Chickenpox Vaccine Not Responsible for Rise in Shingles, Study Says
39 percent increase over 18 years remains unexplained
These findings, published in the Dec. 3 issue of the Annals of Internal Medicine, suggest the chickenpox vaccine isn't related to the increase in shingles, according to Hales.
So what might be responsible for the increase in shingles?
Hales says experts aren't sure. "We really don't know why about one-third to one-quarter of people who've had chickenpox go on to develop shingles over their lifetime while others don't," he explained.
Hales did note that conditions and treatments that can compromise the body's immune system have increased in recent years. "We thought perhaps that might explain the rise," said Hales. "But we selected for people who didn't have any diseases or take any medications that suppress the immune system, and we still saw an increase in shingles."
He said the researchers also thought reported cases of shingles could be increasing because more people might see doctors as exposure to medical knowledge increases. But they found that the incidence of shingles was going up faster than the incidence of other conditions. If the increase in shingles were due to more people going to the doctor, the incidence of other medical disorders would also be rising, Hales said.
In the future, Hales said that because of the chickenpox vaccine, "shingles should be a relatively rare disease." That's because youngsters who are vaccinated will never have had the initial infection with the varicella zoster virus.
In the meantime, people who've had chickenpox should consider getting the shingles vaccine. And that means just about everyone. "Almost 100 percent of people in the U.S. have been affected by varicella zoster," Hales said. The CDC recommends the one-time vaccine for anyone aged 60 or older.
Dr. Kenneth Bromberg, director of the Vaccine Research Center at the Brooklyn Hospital Center in New York City, echoed that recommendation.
"So far, we don't know why there's more shingles. But, there is a vaccine that can prevent it," said Bromberg.
Shingles occurs most often in people older than 50. Early symptoms usually include mild to severe burning or shooting pain on one side of the body or face. Rashes or blisters emerge after that, and pain from shingles can continue for weeks, months or even years.

___

- Exercise instructions:
[A] Copy out the stretch of the shingles article from "In the meantime, people" through "echoed that recommendation.".
[B] In the shingles article, for whom does the CDC recommend the one-time shingles vaccine?

Stored data entries:
___

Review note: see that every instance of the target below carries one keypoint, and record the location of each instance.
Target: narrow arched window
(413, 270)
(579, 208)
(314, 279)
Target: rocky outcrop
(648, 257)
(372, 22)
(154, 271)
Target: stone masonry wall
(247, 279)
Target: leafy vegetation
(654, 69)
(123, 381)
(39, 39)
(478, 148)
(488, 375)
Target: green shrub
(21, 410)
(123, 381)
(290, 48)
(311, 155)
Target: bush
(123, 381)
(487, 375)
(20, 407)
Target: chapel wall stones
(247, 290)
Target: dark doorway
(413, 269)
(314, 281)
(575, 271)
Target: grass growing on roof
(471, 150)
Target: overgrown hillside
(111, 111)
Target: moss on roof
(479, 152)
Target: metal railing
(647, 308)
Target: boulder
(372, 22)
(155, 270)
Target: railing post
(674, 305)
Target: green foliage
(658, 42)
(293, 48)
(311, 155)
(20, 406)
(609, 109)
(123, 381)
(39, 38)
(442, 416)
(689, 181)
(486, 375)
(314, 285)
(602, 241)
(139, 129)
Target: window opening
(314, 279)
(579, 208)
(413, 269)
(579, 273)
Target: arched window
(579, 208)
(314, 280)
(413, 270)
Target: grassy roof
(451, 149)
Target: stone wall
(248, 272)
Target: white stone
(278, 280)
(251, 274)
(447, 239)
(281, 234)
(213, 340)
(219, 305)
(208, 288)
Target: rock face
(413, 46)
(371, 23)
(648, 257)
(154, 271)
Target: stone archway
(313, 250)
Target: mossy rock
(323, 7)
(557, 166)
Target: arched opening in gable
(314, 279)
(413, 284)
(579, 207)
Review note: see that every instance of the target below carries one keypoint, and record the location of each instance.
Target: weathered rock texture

___

- Task solutions:
[A]
In the meantime, people who've had chickenpox should consider getting the shingles vaccine. And that means just about everyone. "Almost 100 percent of people in the U.S. have been affected by varicella zoster," Hales said. The CDC recommends the one-time vaccine for anyone aged 60 or older.
Dr. Kenneth Bromberg, director of the Vaccine Research Center at the Brooklyn Hospital Center in New York City, echoed that recommendation.

[B] Anyone aged 60 or older.